Convert the records below, from the line containing "Could you point to the bare" through the end of the records, into a Markdown table with the columns Row and Line, omitting any blank lines.
-------
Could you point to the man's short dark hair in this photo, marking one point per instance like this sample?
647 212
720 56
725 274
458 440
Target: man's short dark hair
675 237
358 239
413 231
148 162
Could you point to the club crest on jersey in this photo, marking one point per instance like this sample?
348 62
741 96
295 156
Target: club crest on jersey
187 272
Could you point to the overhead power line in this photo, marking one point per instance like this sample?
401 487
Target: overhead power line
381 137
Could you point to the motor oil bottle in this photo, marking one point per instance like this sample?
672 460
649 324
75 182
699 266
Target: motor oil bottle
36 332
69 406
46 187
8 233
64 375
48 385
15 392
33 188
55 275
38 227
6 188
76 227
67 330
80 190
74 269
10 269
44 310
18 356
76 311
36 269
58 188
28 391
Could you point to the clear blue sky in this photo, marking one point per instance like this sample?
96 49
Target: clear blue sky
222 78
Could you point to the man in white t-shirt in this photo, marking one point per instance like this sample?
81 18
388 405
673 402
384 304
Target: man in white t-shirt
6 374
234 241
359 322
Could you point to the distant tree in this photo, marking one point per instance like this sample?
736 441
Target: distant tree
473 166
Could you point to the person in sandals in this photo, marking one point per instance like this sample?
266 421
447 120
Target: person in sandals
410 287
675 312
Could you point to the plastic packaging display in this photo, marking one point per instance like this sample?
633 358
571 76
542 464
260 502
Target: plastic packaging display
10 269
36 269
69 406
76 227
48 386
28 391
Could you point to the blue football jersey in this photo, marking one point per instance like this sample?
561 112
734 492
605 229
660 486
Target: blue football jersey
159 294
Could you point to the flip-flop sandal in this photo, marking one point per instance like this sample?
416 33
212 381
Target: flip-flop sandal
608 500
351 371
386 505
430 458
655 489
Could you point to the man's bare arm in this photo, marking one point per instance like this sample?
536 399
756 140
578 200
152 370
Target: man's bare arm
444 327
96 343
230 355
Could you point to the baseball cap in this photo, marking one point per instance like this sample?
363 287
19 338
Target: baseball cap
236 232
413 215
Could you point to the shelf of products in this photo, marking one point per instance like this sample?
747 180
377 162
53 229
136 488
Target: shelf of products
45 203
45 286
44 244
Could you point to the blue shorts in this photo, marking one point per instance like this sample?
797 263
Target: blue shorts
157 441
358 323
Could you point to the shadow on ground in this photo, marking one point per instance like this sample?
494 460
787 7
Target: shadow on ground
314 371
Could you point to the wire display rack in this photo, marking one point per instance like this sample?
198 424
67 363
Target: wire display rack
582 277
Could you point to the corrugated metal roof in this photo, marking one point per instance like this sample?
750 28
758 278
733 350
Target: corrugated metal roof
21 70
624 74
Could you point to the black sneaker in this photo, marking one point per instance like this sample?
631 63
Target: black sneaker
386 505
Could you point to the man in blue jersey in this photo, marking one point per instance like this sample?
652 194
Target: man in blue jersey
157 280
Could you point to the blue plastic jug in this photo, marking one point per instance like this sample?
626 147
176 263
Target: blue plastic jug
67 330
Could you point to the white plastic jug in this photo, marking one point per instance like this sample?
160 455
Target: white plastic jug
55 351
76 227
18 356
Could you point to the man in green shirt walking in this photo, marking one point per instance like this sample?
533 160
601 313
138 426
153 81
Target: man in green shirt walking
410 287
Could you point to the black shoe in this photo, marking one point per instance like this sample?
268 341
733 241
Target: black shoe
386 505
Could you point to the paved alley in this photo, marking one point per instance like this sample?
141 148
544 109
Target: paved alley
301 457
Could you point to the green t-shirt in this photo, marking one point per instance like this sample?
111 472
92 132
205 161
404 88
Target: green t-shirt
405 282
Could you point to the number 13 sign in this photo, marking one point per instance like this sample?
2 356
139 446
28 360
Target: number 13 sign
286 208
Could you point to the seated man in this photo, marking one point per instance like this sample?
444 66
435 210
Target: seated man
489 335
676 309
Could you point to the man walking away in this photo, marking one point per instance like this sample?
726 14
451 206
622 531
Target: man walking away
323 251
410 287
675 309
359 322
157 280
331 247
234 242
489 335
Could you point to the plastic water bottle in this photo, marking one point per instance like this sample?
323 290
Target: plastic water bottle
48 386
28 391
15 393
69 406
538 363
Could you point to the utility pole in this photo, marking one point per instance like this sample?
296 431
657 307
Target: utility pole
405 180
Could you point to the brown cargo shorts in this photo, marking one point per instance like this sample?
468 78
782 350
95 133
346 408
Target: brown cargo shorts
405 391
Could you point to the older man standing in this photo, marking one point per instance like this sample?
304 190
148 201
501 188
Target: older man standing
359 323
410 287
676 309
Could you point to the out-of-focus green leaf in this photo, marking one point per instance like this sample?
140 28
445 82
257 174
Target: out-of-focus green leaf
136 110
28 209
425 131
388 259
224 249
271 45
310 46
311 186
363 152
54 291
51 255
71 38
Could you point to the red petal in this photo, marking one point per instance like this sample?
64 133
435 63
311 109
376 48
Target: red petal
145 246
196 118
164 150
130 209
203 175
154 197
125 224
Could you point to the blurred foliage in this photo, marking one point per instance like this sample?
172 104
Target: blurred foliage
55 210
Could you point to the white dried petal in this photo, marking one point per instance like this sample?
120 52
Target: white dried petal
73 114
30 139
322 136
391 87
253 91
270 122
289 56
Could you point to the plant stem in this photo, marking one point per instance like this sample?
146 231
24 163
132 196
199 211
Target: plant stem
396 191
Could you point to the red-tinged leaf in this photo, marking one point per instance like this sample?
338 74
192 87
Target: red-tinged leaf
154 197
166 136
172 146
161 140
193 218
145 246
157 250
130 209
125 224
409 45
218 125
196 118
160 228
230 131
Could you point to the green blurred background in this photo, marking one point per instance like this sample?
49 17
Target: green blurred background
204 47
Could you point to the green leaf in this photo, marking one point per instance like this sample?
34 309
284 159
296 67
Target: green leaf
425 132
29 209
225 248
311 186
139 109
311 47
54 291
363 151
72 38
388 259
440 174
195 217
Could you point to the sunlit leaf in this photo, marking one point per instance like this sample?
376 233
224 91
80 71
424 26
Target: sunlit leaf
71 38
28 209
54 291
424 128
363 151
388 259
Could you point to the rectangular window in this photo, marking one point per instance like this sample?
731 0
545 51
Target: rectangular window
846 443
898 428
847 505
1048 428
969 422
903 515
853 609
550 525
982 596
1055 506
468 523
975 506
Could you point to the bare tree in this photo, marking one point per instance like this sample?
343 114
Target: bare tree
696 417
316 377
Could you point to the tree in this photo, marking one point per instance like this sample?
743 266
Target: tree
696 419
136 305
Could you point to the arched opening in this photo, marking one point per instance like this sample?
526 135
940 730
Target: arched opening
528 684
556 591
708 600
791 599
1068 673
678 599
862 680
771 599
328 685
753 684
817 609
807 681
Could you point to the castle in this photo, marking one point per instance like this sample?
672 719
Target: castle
-------
* **Answer to the task**
| Row | Line |
|---|---|
| 1 | Could you point to the bare tree in this photo, marking one point per instance like this sample? |
| 2 | 343 114 |
| 3 | Target: bare tree |
| 4 | 696 417 |
| 5 | 316 377 |
| 6 | Could you point to the tree in this photo, marking one point per instance like this sample? |
| 7 | 743 266 |
| 8 | Target: tree |
| 9 | 696 419 |
| 10 | 136 305 |
| 11 | Could you point to the arched opening in this photo, marking one point per instance like this sample? |
| 12 | 526 135 |
| 13 | 940 730 |
| 14 | Target: arched opening |
| 15 | 528 684 |
| 16 | 556 591 |
| 17 | 708 600 |
| 18 | 791 599 |
| 19 | 1068 673 |
| 20 | 678 599 |
| 21 | 862 680 |
| 22 | 771 599 |
| 23 | 328 685 |
| 24 | 753 684 |
| 25 | 817 609 |
| 26 | 807 681 |
| 27 | Could you point to the castle in this photo, marking one point per instance like this sample? |
| 28 | 672 719 |
| 29 | Target: castle |